Go through the material and copy each line that includes "flower".

--- START ---

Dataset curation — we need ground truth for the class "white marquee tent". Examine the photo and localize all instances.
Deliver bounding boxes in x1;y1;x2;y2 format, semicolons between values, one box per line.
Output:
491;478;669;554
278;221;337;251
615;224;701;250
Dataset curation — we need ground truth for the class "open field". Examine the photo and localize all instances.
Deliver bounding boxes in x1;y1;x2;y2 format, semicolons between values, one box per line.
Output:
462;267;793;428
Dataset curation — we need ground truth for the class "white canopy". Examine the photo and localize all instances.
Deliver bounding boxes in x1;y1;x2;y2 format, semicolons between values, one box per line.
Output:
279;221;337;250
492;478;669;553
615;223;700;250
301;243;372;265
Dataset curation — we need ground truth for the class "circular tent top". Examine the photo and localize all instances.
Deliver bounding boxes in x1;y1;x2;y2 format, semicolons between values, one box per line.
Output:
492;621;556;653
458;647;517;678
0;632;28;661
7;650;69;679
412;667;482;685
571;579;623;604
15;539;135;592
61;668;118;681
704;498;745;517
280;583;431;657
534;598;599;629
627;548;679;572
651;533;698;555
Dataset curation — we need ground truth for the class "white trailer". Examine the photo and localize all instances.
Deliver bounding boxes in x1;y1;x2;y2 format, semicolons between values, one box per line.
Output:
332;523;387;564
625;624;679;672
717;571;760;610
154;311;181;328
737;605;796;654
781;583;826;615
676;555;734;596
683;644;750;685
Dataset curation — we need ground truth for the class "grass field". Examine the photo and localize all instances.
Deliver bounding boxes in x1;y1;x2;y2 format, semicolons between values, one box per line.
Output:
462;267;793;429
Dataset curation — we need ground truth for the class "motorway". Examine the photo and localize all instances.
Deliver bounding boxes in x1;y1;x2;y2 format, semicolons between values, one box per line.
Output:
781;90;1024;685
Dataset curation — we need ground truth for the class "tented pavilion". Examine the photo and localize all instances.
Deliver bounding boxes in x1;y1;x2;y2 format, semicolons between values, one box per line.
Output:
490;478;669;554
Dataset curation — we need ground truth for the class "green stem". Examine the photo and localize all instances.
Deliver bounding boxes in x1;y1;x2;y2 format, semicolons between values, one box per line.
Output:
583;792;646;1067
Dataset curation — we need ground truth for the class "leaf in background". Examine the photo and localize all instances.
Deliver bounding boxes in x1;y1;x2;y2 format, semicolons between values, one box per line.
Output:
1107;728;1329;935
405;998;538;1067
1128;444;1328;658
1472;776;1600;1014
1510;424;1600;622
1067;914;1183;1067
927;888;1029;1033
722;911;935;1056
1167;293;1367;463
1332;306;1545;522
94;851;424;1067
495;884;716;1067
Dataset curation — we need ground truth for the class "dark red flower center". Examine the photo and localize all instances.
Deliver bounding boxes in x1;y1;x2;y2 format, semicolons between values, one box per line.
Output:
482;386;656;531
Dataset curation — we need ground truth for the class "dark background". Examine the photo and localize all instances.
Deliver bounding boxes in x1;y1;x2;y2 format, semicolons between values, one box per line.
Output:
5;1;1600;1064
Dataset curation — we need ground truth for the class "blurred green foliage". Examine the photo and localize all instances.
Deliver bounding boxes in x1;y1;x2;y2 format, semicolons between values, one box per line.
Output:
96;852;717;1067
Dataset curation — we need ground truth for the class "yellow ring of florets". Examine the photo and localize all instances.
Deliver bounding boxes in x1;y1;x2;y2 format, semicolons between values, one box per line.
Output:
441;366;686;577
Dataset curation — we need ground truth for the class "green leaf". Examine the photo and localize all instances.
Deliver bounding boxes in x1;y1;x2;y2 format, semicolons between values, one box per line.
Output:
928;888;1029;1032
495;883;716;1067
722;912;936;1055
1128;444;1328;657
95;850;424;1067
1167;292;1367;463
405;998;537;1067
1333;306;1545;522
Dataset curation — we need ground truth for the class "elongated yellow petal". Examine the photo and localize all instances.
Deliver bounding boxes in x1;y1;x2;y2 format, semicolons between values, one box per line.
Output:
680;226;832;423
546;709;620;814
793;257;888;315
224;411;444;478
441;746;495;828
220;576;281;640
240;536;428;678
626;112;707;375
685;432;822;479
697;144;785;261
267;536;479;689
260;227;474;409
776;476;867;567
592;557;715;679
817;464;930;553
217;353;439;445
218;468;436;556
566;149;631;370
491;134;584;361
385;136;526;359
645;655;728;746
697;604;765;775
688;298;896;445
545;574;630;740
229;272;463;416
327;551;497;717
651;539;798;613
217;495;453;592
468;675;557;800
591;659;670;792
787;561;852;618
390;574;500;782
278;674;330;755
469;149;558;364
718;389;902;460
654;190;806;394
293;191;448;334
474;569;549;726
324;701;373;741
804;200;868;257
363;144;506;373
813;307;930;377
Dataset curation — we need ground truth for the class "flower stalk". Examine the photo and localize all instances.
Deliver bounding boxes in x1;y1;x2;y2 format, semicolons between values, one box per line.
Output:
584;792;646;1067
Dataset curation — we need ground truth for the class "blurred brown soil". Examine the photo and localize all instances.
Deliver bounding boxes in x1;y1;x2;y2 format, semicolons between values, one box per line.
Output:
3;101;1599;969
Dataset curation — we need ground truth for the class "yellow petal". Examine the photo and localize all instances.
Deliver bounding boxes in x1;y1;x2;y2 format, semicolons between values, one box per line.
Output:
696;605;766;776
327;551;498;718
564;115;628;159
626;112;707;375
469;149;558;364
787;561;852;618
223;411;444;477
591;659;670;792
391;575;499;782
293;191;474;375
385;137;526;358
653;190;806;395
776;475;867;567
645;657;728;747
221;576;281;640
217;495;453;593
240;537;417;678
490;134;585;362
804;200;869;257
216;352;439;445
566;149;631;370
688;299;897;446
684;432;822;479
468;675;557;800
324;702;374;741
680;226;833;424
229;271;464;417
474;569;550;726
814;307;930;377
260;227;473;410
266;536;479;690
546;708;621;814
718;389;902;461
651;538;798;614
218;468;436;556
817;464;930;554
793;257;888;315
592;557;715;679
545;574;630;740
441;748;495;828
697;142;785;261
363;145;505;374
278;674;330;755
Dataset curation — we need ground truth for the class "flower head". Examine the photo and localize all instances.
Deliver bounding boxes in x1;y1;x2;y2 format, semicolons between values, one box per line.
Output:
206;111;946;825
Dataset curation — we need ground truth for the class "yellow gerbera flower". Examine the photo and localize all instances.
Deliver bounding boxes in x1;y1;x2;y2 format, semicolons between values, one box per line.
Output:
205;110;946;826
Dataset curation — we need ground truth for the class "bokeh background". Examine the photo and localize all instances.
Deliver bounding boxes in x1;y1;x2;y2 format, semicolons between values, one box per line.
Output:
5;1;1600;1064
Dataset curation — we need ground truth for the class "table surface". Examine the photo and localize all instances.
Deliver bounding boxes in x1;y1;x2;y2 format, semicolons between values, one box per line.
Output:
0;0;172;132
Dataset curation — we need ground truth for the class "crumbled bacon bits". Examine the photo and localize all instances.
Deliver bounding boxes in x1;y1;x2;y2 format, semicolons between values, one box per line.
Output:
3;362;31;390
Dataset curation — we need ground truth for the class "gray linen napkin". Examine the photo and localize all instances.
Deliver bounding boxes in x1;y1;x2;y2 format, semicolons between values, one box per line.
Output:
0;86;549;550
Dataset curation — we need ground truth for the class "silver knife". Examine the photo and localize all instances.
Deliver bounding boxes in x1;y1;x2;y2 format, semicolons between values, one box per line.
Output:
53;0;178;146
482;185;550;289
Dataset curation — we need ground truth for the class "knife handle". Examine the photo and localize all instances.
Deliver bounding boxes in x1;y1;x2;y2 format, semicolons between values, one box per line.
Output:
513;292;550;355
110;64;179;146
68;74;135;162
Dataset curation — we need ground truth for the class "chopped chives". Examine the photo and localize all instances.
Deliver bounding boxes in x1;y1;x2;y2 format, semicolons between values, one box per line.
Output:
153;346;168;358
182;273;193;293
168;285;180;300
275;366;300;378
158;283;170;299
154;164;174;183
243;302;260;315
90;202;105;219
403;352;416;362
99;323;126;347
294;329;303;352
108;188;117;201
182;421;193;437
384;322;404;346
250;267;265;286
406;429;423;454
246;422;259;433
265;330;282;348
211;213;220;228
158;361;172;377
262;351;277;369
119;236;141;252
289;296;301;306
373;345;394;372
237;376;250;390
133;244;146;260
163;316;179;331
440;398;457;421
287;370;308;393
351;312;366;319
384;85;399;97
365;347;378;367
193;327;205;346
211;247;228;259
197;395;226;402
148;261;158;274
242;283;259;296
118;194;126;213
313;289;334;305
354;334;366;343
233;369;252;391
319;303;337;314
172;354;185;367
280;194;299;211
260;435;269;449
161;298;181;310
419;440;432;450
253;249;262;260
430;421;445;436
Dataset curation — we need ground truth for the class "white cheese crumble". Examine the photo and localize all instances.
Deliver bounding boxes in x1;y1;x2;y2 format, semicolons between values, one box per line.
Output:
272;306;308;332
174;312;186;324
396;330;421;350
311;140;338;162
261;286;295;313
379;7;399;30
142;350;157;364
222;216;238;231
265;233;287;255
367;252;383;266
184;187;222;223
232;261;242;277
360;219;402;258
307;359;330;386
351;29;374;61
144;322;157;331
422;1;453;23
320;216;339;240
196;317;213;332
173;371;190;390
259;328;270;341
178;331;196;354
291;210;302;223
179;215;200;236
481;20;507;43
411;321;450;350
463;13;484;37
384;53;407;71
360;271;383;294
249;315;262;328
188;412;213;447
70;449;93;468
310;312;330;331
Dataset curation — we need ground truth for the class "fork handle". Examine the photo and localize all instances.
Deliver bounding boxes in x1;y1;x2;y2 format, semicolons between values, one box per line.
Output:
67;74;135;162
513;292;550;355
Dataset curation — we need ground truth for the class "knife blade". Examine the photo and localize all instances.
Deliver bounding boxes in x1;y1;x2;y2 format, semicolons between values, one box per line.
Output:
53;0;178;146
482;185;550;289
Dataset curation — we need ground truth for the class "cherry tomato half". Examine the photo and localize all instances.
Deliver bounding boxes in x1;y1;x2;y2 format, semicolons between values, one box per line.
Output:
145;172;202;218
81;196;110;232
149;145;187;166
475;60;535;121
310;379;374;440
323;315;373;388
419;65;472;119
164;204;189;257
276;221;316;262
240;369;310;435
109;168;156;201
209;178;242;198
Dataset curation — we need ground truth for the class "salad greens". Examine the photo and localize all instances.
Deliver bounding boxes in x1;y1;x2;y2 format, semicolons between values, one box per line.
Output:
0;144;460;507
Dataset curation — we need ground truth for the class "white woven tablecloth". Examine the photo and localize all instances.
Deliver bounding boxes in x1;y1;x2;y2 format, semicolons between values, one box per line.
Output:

--- END ---

WORKED SOLUTION:
Dataset curation — we need ground truth for the class "dark red flower center". Examine the photo and localize all instances.
Dataset curation — we need ground truth for the class "flower stalk". Examine the photo and localize all instances.
Dataset curation — we need ground truth for the class "flower head". Examine the photo and localize all instances.
Dataset curation — we need ground truth for the class "yellow gerbera flower". Examine the photo and localize all instances.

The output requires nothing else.